Work to complete
Set down all of the entries below word for word, with the pictures left out.

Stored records
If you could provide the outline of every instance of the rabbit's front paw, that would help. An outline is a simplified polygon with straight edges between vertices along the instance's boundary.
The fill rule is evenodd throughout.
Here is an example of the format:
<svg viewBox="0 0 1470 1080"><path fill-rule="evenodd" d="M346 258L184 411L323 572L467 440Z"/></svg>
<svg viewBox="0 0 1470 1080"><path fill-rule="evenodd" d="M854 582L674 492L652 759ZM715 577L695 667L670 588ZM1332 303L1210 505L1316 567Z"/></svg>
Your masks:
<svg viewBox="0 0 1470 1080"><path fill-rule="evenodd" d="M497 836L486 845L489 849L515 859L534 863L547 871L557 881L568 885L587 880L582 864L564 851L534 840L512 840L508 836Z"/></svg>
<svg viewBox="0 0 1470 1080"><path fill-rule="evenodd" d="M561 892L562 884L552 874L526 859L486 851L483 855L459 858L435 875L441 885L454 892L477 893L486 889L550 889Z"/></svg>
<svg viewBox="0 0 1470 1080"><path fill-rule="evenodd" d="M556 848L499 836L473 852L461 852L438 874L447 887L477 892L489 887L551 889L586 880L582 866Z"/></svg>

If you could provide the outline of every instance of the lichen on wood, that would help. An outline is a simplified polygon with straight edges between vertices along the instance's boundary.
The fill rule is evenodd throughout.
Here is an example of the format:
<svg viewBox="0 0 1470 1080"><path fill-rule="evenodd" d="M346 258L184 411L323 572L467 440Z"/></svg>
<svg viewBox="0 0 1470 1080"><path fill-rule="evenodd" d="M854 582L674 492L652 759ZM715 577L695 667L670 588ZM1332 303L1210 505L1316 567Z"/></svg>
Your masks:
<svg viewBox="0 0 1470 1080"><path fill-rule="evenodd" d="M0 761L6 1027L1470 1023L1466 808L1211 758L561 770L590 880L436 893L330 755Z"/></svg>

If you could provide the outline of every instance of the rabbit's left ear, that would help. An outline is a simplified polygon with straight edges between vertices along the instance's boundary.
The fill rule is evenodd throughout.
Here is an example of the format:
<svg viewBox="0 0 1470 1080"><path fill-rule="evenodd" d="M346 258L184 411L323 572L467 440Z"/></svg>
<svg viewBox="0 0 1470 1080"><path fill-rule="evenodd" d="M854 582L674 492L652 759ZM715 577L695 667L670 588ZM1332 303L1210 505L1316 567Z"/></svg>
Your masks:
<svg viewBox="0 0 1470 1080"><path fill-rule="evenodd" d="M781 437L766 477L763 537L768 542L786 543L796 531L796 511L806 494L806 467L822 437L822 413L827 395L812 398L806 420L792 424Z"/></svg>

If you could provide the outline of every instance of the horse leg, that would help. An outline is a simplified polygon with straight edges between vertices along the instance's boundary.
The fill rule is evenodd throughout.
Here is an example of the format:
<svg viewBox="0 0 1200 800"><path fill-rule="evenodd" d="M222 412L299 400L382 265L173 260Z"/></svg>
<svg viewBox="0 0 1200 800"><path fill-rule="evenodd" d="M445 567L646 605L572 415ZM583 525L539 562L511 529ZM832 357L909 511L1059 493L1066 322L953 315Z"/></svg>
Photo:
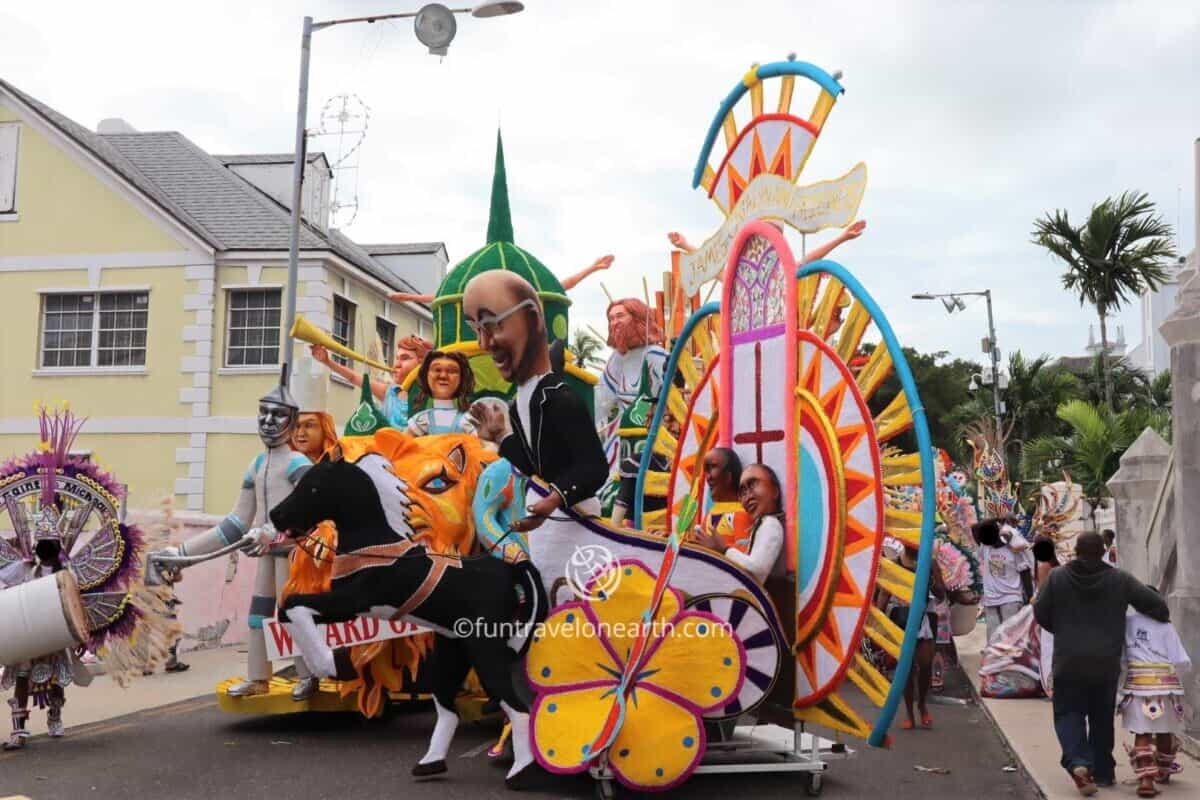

Solution to this task
If you could provide the outline of every instance of the rabbit's front paw, that would help. An outline is a simplified polygon with straight edges between vertices along the instance's boundary.
The fill rule is evenodd throughout.
Here is an example of the format:
<svg viewBox="0 0 1470 1080"><path fill-rule="evenodd" d="M346 258L184 411L323 572L467 440Z"/></svg>
<svg viewBox="0 0 1470 1080"><path fill-rule="evenodd" d="M854 582L674 492L652 759ZM715 577L695 667L670 588ZM1332 303L1210 505L1316 567Z"/></svg>
Your masks:
<svg viewBox="0 0 1470 1080"><path fill-rule="evenodd" d="M497 836L486 845L489 849L515 859L534 863L547 871L557 881L568 885L587 880L582 864L564 851L534 840L512 840L508 836Z"/></svg>
<svg viewBox="0 0 1470 1080"><path fill-rule="evenodd" d="M561 892L562 884L552 874L526 859L486 851L483 855L459 858L435 875L441 885L454 892L477 893L486 889L550 889Z"/></svg>
<svg viewBox="0 0 1470 1080"><path fill-rule="evenodd" d="M556 848L499 836L473 852L461 852L438 874L447 887L477 892L489 887L551 889L586 880L582 866Z"/></svg>

If you could provide the outline of every instance of the lichen on wood, that would help. An outline is a simplified polygon with straight edges between vertices along the instance's boundary.
The fill rule is evenodd throughout.
Here is an example of the format:
<svg viewBox="0 0 1470 1080"><path fill-rule="evenodd" d="M346 258L184 411L323 572L467 440Z"/></svg>
<svg viewBox="0 0 1470 1080"><path fill-rule="evenodd" d="M854 582L674 492L652 759ZM715 577L695 667L670 588ZM1332 303L1210 505L1316 567Z"/></svg>
Your masks:
<svg viewBox="0 0 1470 1080"><path fill-rule="evenodd" d="M0 761L6 1027L1470 1023L1466 808L1211 758L561 770L590 880L436 893L330 755Z"/></svg>

If you could provide the outline of every instance of the rabbit's left ear, that would help. An outline is a simplified polygon with straight edges between vertices along the instance's boundary.
The fill rule is evenodd throughout.
Here is an example of the format:
<svg viewBox="0 0 1470 1080"><path fill-rule="evenodd" d="M346 258L184 411L323 572L467 440Z"/></svg>
<svg viewBox="0 0 1470 1080"><path fill-rule="evenodd" d="M854 582L674 492L652 759ZM715 577L695 667L670 588ZM1332 303L1210 505L1316 567Z"/></svg>
Your masks:
<svg viewBox="0 0 1470 1080"><path fill-rule="evenodd" d="M781 437L766 477L763 537L768 542L786 543L796 531L796 511L806 494L806 467L822 437L822 413L827 395L812 398L806 420L792 424Z"/></svg>

If you could provide the outline of every instance of the horse leg, that would help. An outline is a simplified polygon with straight edges between vertices along the instance's boundary.
The fill rule is evenodd throughout.
Here is an example of the format:
<svg viewBox="0 0 1200 800"><path fill-rule="evenodd" d="M222 412L299 400L382 265L173 260Z"/></svg>
<svg viewBox="0 0 1200 800"><path fill-rule="evenodd" d="M445 567L646 605L572 415ZM583 525L539 562L511 529ZM832 357L909 511L1059 493L1066 322L953 315Z"/></svg>
Photo:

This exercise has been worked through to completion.